Everything from the line with "of the footpath" to the final line of the entries, both included, should be restated word for word; please omit the pictures.

________________________

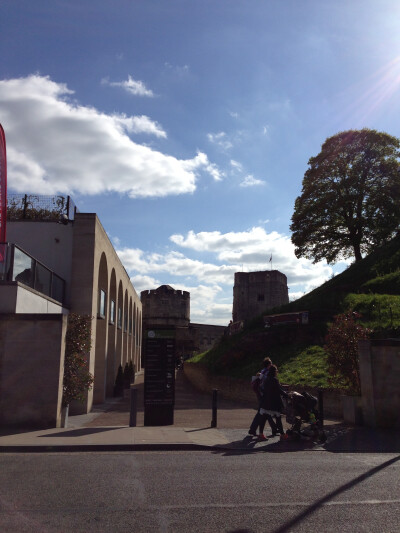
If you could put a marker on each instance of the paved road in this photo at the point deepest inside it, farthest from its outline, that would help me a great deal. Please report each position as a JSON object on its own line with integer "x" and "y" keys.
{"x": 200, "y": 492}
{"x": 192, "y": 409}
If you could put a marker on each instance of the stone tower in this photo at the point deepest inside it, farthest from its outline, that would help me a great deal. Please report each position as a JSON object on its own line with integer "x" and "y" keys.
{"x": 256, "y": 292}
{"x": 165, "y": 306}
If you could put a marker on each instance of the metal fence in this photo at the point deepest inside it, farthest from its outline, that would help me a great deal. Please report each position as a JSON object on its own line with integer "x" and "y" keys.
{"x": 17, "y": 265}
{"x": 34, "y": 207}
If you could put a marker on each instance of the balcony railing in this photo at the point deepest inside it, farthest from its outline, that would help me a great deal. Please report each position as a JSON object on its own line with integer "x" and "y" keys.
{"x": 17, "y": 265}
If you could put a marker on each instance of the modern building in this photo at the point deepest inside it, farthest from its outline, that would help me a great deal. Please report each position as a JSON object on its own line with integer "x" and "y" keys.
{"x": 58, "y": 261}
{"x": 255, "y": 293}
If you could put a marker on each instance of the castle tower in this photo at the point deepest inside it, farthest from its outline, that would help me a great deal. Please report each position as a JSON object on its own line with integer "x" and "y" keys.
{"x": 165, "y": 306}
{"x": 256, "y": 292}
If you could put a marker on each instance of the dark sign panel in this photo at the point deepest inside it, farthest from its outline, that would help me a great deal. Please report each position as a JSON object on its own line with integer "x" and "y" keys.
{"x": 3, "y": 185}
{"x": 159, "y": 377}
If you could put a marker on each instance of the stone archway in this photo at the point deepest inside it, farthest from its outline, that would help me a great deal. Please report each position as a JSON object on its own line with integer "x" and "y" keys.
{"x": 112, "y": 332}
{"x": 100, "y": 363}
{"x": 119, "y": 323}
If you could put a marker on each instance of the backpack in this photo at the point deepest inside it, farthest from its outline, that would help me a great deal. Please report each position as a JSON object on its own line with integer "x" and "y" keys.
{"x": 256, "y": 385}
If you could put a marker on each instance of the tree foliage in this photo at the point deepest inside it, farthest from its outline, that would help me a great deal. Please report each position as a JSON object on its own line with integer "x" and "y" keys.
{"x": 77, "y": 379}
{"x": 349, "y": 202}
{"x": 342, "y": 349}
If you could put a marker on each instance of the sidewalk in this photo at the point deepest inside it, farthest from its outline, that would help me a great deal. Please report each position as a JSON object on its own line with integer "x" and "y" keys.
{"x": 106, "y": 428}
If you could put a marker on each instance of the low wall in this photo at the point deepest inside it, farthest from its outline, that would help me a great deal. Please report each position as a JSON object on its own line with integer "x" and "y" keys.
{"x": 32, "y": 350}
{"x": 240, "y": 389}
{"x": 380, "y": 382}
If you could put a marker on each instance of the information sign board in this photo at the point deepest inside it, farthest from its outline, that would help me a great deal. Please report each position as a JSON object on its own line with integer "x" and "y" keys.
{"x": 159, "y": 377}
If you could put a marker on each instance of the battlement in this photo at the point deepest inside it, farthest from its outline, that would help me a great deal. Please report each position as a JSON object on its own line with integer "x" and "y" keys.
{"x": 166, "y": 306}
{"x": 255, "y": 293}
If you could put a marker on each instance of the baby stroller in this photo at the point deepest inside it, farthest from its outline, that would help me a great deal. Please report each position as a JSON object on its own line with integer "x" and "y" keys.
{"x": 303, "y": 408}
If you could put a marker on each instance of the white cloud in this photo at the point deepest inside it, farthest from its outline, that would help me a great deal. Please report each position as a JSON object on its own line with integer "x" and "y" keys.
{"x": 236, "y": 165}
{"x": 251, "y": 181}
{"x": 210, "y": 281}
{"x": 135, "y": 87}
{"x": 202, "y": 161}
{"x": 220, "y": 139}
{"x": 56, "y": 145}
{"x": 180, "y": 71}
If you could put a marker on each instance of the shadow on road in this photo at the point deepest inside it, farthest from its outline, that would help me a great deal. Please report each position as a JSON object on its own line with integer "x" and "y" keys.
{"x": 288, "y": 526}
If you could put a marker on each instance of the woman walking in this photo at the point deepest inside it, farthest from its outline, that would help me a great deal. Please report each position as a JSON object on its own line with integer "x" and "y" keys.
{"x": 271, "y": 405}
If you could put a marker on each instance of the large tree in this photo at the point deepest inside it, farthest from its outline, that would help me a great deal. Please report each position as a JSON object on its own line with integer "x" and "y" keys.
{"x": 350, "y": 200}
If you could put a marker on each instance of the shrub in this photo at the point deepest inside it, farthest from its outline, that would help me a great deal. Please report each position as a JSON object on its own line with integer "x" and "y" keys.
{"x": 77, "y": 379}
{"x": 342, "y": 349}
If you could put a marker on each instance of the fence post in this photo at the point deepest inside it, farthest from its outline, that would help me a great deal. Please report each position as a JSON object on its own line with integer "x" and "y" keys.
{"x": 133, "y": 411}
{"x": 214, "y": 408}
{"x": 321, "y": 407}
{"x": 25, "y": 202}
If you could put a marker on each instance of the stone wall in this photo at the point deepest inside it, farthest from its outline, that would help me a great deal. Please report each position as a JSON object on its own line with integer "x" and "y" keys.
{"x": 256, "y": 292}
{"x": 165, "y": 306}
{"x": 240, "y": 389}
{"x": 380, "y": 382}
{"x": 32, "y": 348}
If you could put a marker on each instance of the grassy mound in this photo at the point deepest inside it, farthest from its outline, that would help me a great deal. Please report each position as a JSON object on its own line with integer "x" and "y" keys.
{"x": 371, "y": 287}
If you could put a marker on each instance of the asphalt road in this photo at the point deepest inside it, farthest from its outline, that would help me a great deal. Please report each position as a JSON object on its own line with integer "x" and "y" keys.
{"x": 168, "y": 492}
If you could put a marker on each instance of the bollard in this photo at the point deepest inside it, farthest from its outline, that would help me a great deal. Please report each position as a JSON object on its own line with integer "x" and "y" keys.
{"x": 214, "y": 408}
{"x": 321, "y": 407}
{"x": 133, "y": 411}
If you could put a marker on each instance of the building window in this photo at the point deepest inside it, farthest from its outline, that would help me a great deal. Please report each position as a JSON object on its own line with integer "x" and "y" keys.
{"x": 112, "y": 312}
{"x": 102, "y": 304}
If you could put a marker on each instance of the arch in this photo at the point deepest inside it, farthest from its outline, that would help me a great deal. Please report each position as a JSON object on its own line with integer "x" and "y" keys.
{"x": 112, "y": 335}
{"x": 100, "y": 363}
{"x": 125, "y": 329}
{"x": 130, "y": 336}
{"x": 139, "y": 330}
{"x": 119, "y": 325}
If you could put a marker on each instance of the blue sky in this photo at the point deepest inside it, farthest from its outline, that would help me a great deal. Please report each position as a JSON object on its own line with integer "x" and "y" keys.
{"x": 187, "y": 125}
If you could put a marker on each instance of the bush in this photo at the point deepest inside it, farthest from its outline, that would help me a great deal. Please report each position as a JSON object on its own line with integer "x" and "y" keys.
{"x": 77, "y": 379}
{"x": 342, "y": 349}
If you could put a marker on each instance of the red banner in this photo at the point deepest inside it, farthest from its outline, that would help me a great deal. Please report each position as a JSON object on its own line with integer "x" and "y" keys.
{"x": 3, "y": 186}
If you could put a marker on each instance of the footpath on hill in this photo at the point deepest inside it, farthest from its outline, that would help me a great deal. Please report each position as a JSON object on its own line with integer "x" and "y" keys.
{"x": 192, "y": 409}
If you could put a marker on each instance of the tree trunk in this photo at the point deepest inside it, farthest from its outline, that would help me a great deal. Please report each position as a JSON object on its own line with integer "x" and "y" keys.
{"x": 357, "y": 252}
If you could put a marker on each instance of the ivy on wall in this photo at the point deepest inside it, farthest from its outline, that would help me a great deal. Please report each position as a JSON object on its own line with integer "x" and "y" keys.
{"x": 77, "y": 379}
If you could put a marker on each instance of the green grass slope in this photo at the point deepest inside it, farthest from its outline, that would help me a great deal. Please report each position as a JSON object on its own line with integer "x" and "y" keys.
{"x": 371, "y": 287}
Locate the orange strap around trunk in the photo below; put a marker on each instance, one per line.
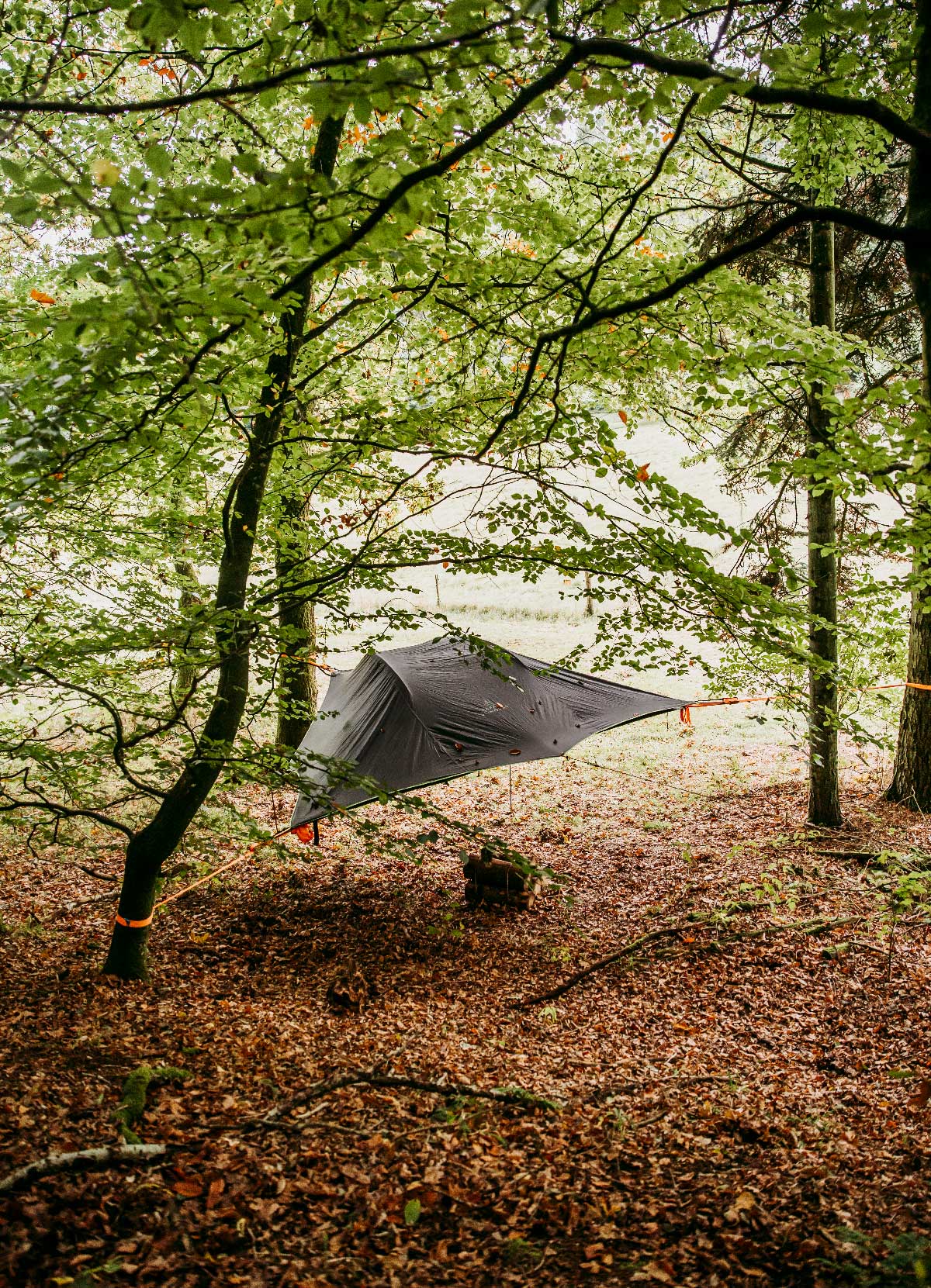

________________________

__Solution to this exercise__.
If you could put a marker on each instance of the footpath on hill in this photo at the point deepest inside it, farthest from its outline, that would help me a great deal. Please report each position as a JSON object on its own line with integer "x" and "y" keys.
{"x": 192, "y": 409}
If you could put a marker on each instance of the tree trunk in this photo at the point deepest inside it, farthest from its outline, that would help me a great deal. Please report each position as a JSON object on its own line with integer "x" and "y" keys.
{"x": 357, "y": 252}
If you could put a marker on each instance of the ivy on wall in this photo at the point deepest inside it, farthest from its outline, that would help me a great deal. Please report each position as a JSON object on its own line with integer "x" and "y" keys.
{"x": 77, "y": 379}
If you could put a marker on each instance of the green grass slope in this photo at the point deepest inside it, farthest from its outline, that would help me a great deal. Please report each position as a JSON object on its own line with integer "x" and "y" keys.
{"x": 371, "y": 287}
Locate the orange strap around trunk in the photo below; put a marker on each instance, one per line.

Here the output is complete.